--- START OF Data excerpts ---
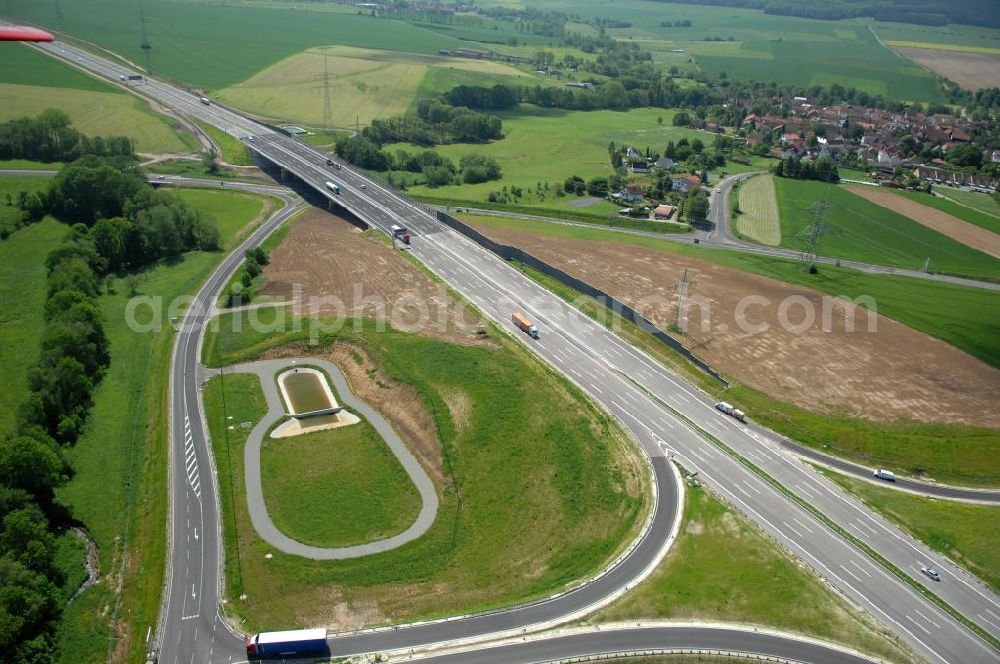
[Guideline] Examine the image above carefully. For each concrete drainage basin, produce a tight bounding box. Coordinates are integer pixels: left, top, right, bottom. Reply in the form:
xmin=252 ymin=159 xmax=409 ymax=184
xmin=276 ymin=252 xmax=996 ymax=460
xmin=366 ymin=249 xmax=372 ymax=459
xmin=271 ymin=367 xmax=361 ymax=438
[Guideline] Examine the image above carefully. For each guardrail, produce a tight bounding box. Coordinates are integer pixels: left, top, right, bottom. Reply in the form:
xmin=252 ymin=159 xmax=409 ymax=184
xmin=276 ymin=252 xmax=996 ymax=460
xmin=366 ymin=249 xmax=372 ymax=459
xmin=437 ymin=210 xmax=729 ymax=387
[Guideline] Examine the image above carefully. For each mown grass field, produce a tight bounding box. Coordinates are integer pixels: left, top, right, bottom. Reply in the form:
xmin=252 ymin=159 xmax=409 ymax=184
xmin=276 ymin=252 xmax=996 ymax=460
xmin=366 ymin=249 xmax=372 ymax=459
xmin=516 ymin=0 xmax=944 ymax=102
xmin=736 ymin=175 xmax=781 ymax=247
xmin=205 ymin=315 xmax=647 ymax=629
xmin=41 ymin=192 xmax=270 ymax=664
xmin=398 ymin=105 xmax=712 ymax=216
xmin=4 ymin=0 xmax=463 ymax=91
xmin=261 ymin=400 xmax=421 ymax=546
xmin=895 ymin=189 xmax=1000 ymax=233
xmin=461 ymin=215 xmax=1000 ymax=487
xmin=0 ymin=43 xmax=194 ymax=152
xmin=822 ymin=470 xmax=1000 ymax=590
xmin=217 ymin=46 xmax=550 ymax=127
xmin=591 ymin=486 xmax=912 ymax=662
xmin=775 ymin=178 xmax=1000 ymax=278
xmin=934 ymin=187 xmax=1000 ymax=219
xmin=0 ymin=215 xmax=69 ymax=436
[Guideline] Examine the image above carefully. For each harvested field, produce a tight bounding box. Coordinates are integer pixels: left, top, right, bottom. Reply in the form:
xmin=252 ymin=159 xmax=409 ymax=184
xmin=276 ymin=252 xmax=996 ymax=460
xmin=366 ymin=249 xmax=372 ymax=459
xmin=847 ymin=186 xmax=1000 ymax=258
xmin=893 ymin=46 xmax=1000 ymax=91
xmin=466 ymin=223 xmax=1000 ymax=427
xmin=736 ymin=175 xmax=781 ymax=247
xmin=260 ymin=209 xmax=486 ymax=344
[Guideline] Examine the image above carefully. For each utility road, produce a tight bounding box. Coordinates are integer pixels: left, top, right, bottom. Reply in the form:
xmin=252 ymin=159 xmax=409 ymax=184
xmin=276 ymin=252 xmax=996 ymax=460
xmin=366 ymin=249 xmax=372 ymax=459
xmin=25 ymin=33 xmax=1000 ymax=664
--- END OF Data excerpts ---
| The exercise |
Show each line of the material above that contains the word "bounding".

| Solution for this exercise |
[Guideline] Examine the image above carefully. For each concrete drainage basin, produce a tight bounding box. Coordinates are integer pixels: left, top, right, bottom. Reply in the form:
[Guideline] Examine the image above carefully. For each guardrail, produce a tight bounding box. Coordinates are integer pixels: left, top, right, bottom. Reply in the form:
[Guideline] Examine the image above carefully. For each mown grass field, produce a tight bounding box. Coordinates are integer pixels: left, top, right, bottom. Reply in the form:
[Guideline] Examine the image above carefully. For each harvested field, produce a tight bounding box. Coordinates are integer pixels: left, top, right, bottom. Reply in the form:
[Guideline] Examine the image above carefully. For each utility road, produce a tight bounding box. Coordinates are integer pixels: left, top, right, bottom. Reply in the form:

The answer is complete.